# EXERCISE DATA:
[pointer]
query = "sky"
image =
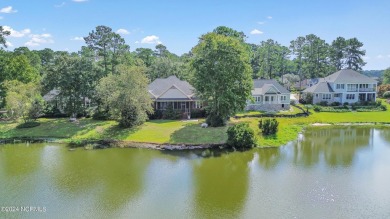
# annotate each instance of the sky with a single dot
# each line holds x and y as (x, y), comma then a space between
(62, 24)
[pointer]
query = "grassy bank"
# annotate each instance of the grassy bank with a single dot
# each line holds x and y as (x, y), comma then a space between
(177, 132)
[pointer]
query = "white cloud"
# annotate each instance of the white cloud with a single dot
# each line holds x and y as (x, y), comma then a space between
(77, 38)
(151, 40)
(60, 5)
(15, 33)
(256, 32)
(122, 31)
(38, 39)
(8, 10)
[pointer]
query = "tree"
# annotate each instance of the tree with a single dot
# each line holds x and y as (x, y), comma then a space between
(315, 57)
(146, 55)
(222, 76)
(3, 34)
(164, 67)
(337, 53)
(386, 76)
(23, 100)
(108, 45)
(76, 79)
(354, 54)
(296, 47)
(126, 96)
(229, 32)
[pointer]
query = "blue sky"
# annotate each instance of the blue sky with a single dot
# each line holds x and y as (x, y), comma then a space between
(60, 24)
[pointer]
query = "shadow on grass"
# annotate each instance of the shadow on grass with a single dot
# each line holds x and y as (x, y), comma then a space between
(194, 134)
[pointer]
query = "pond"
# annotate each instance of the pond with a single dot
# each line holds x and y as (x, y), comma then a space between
(327, 173)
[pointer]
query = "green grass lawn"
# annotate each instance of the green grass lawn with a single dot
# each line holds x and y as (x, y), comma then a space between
(189, 132)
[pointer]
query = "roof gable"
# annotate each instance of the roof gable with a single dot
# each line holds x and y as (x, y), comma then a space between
(348, 76)
(173, 93)
(161, 85)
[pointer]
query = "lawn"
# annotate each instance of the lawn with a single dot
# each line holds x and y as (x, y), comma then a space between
(188, 132)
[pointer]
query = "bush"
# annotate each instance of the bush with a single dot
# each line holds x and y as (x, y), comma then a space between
(28, 125)
(323, 103)
(170, 113)
(214, 120)
(198, 113)
(269, 126)
(157, 114)
(317, 108)
(335, 104)
(241, 136)
(386, 95)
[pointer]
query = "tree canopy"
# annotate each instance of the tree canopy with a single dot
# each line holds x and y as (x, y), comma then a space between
(222, 75)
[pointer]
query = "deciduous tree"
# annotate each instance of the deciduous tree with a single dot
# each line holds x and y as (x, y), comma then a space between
(222, 75)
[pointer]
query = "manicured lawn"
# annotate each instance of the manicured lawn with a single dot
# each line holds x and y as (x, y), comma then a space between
(189, 132)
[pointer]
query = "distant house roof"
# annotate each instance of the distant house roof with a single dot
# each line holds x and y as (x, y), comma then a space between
(170, 88)
(320, 87)
(349, 76)
(262, 86)
(51, 95)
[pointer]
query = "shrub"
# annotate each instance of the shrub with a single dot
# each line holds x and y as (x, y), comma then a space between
(28, 125)
(386, 95)
(198, 113)
(335, 104)
(382, 89)
(269, 126)
(170, 113)
(323, 103)
(317, 108)
(241, 136)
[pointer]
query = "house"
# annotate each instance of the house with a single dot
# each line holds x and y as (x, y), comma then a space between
(175, 93)
(344, 86)
(268, 95)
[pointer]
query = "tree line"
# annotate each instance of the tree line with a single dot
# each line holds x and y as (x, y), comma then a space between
(114, 79)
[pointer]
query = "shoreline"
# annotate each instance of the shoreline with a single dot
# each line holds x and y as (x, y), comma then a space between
(112, 143)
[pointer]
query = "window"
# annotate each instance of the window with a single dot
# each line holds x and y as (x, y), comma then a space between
(350, 96)
(352, 87)
(339, 86)
(198, 104)
(257, 99)
(326, 96)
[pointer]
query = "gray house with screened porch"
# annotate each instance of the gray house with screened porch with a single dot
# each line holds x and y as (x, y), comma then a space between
(175, 93)
(268, 95)
(344, 86)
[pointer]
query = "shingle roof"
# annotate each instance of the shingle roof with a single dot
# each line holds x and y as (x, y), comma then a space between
(348, 76)
(261, 86)
(320, 87)
(161, 85)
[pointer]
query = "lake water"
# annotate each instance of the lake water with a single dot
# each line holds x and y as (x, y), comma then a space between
(327, 173)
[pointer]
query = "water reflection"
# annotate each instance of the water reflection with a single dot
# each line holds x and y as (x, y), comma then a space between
(221, 185)
(20, 159)
(114, 176)
(337, 146)
(269, 157)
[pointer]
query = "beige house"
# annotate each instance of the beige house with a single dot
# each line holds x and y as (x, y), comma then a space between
(175, 93)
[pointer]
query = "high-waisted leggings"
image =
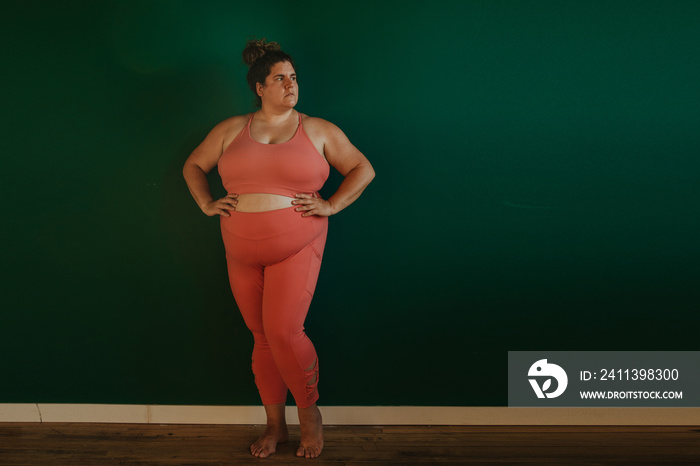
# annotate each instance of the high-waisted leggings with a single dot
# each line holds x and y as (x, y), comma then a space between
(274, 258)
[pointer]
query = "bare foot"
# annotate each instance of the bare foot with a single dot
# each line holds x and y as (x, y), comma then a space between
(311, 425)
(267, 443)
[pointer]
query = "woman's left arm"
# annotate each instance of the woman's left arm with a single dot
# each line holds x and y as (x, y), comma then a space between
(350, 162)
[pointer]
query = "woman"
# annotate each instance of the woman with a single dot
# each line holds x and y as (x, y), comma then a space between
(273, 222)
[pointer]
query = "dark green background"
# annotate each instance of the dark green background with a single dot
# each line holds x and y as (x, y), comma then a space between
(537, 188)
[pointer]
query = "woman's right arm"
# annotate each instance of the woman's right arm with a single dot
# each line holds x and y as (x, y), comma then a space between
(200, 162)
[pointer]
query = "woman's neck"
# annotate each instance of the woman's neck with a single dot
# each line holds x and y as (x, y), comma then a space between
(275, 116)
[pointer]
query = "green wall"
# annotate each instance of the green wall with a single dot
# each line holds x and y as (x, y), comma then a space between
(537, 189)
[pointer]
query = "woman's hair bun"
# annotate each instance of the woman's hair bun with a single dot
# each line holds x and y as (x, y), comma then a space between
(255, 49)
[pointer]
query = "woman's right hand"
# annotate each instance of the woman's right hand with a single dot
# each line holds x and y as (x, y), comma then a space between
(221, 206)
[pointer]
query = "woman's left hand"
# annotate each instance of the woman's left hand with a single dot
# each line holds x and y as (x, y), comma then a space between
(311, 204)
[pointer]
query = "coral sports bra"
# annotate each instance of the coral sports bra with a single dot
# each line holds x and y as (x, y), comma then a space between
(248, 166)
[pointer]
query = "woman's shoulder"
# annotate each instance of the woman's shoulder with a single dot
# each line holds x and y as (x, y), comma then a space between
(229, 128)
(318, 126)
(233, 122)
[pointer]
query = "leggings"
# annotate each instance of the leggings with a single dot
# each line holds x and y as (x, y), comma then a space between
(274, 258)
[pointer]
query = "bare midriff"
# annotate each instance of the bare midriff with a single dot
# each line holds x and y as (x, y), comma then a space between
(262, 202)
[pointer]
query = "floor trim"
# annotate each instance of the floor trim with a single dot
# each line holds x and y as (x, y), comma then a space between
(349, 415)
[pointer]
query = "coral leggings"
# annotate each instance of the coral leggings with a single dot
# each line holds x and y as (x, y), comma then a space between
(274, 258)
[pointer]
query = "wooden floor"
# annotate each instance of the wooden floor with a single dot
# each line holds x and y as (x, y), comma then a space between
(133, 444)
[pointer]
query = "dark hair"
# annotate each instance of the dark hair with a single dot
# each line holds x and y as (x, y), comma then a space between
(260, 56)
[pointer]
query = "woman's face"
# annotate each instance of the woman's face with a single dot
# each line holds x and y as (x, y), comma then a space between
(280, 87)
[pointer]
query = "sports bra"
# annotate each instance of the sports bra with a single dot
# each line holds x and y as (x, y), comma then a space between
(248, 166)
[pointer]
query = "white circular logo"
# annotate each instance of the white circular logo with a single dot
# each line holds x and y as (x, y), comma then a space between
(546, 372)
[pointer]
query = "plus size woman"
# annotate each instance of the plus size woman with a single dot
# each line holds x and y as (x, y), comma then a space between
(274, 224)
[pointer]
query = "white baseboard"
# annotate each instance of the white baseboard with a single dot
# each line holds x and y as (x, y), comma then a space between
(349, 415)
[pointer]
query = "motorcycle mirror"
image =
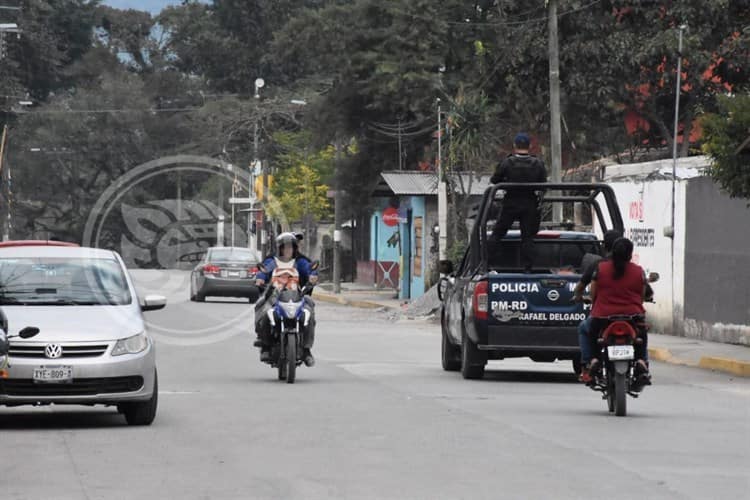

# PROBLEM DESCRIPTION:
Using the data above, reproduce exactly the lines from the line that contains "# annotate each instance of the sky" through the line that contains "# annotate each instance of the pond", including both.

# ANSWER SECTION:
# annotate each instance of the sky with a single dot
# each line holds x and y as (x, y), comma then a space between
(62, 24)
[pointer]
query = "grassy bank"
# annotate each instance of the grassy bank with a single dot
# each line holds x and y as (x, y), comma then a space between
(177, 132)
[pointer]
query = "white cloud"
# annotate each instance of the white cloud with a single dot
# each line holds x and y as (x, y), comma then a space between
(77, 38)
(151, 40)
(60, 5)
(15, 33)
(256, 32)
(122, 31)
(38, 39)
(8, 10)
[pointer]
query = "tree"
# annotate each instance of the tree with a single dot
# each line holds x and y as (x, y), comma then a space between
(315, 57)
(146, 55)
(222, 76)
(3, 34)
(164, 67)
(337, 53)
(386, 76)
(23, 100)
(108, 45)
(76, 79)
(354, 54)
(296, 47)
(126, 96)
(229, 32)
[pointer]
query = "blue sky"
# annotate each instance of the blue sky with a single dot
# each line holds x and y as (x, y), comma then a space between
(60, 24)
[pointer]
query = "shadow on grass"
# annotate each instance of the shadow on grass with a single dot
# each line holds x and y as (x, y), comma then a space between
(194, 134)
[pointer]
query = "pond"
# annotate each instance of the pond with a single dot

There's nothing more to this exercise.